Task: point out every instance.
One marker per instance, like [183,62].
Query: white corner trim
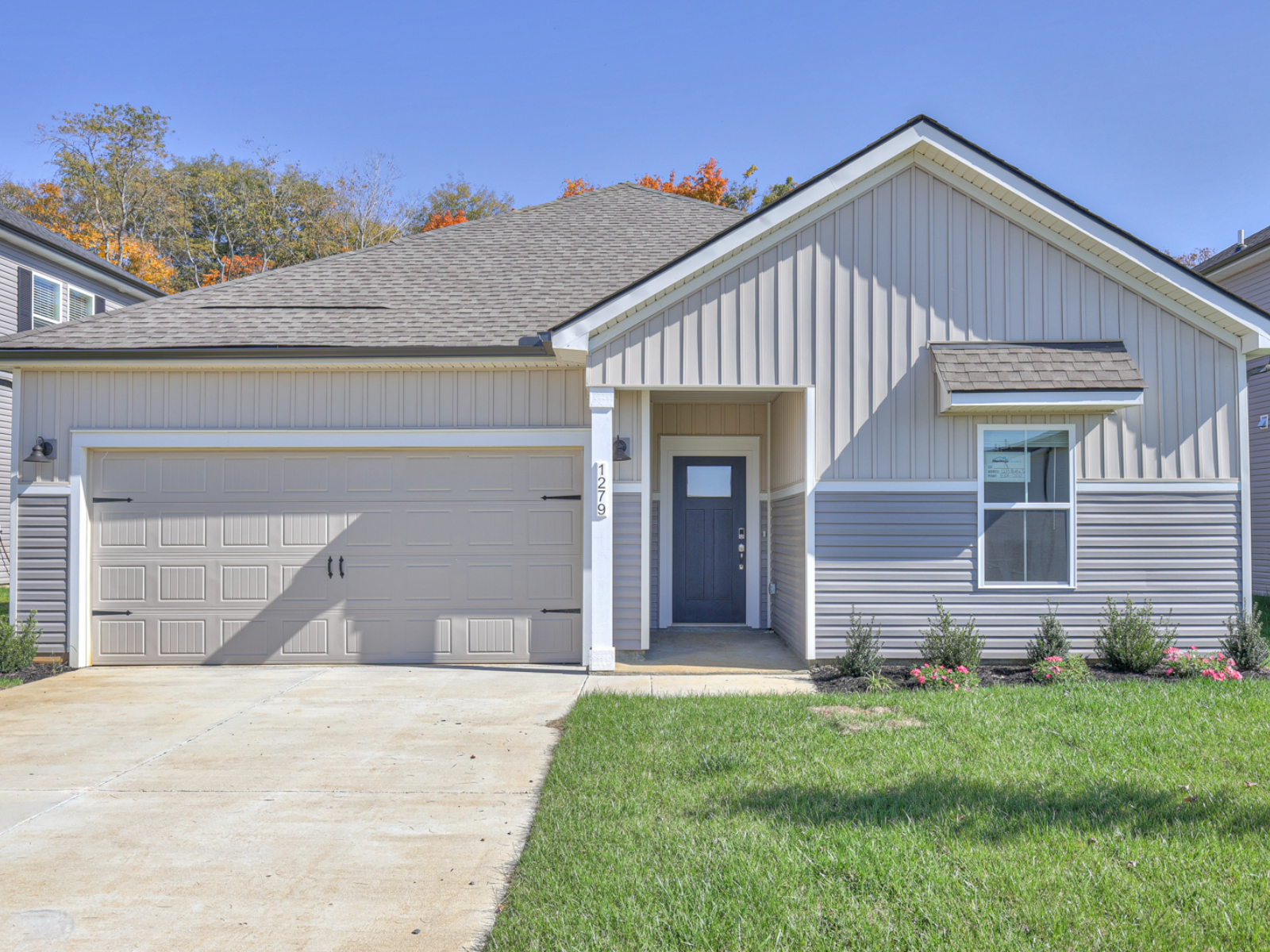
[897,486]
[671,447]
[473,438]
[1157,486]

···

**Do this**
Reproduce every line of the material above verbatim, but leave the picture out.

**Result for this task**
Task: point out every instance.
One marker per instance, like [183,62].
Query: white corner trim
[897,486]
[671,447]
[473,438]
[1157,486]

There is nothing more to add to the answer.